**DOCUMENT TEXT**
It is so very, very, very nice to be able to say....ready for it??

NOTHING!!!

That's why we prep--for winter storms like this.:teehee:


----------



## Marcus (May 13, 2012)

The news said 300K at the peak lost power today in the DFW area. I saw a few tree limbs down this morning, but this really isn't what I'd consider a really bad storm. The precipitation quit by noon, and though it was cold, there was more ice on my car than I saw on the roads. The worst I can recall was back in 1980 when we spent a week below freezing with the lows in the negative single digits though 1989 was close to that.


----------



## Ezmerelda (Oct 17, 2010)

GaryS said:


> I returned from a trip to East TX yesterday and decided to stop at Walmart to pick up a few fresh fruits and vegetables before I got home, and all I can say is...wow!


Hubby stopped at the store on his way home yesterday and took these pictures of the bread aisle:



















Both sides are stripped of everything except English muffins and hot dog buns.


----------



## Navajo (Mar 4, 2013)

OK... not to take anything away from you'all down south.

But on Monday it was raining all day high was 37 degrees...started heading home at 5pm...turned to snow, temps dropped to 10 degrees and snow was coming down 2" to 3" inches an hour for 6 hours straight. woke up Tuesday morning 12" on the ground and since then we haven't been above 0 degrees. Right now -15 and dropping for the night again.

We might get back above freezing on Tuesday next. At that point the kids will wear shorts and tee shirts when they walk to school. heat wave.


It's cold here, but everyone still goes to work and no one has run to the stores here...

now when we get 2 to 3 feet and temps drop to -30 or -40 we will see some react like you'all ( in the cities ), course most people here are already prepared for that and have food for weeks and can stay home in that weather.


Like I have said before....Montana...it will kill you, so prepared yourself before you decide to move here....

We don't live in the cities here either and it would be a a couple of weeks if we died before anyone came checking....since we live off the road and behind locked gates in the trees. And nearest town has less than 500 people in it...couple miles away.


----------



## GaryS (Nov 15, 2011)

Yes, Montana is another one of those places where Mother Nature seems to take great pleasure testing people. My folks spent the last 40 years of their lives in the NW part of the state, and winter could be mild with flooding rivers or 30 below zero and heavy snows. Dad was in his eighties the last time he told me he climbed onto the roof of his house and shoveled off four feet of snow.

**GIVEN INSTRUCTION**
Pick up the forum thread on winter storms and preparedness after its final post and carry it forward.

**GIVEN INFORMATION**
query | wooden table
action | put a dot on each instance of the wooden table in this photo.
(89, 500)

**RESPONSE TO THE TASK**
----------



## wtxprepper (Jul 30, 2013)

Same here in west Texas we are sitting at a whopping 18° F, went to the store the other day to get some stuff for our trip to California in January, as we were walking up I told my wife I guarantee the bread and milk isle is empty. Sure enough it was completely wiped out aside from some hot dog buns. I just got that look of "omg you were right" and I laughed and told her it pays to be prepared


----------



## MsSage (Mar 3, 2012)

Its been snowing here for 3 days and will keep up for another 2 LOL yeah and we have maybe 4 inches. Lows have been at 0 and windchill -15 or more. Here along with the bread is the beer cooler being empty. 
I do have to say CONGGRRAATTSS to the Clayton Yellow Jackets for winning State 2A football in this mess, High School football in the now doesnt get any better.


----------



## Navajo (Mar 4, 2013)

--------------------------------------------------------------------------------

woke up this morning....-18 got up to -7 while in Billings shopping today...

back home now....-24 and dropping fast,sky has cleared after sun set...

weather report said about -16 tonight...that ain't happening.

Hate toay it, but at least there is no wind


----------



## Davarm (Oct 22, 2011)

Talked to some peeps I know east of here and they say that I-20 is still closed west of Ft. Worth.

One person called a county(Parker) Precinct Barn to ask about sand trucks and they were told no one has come in to drive them.lol

Looks like a quiet Sunday tomorrow, wonder how many people in the area are going to be having "Catsup Soup" for the next few days.


----------



## Marcus (May 13, 2012)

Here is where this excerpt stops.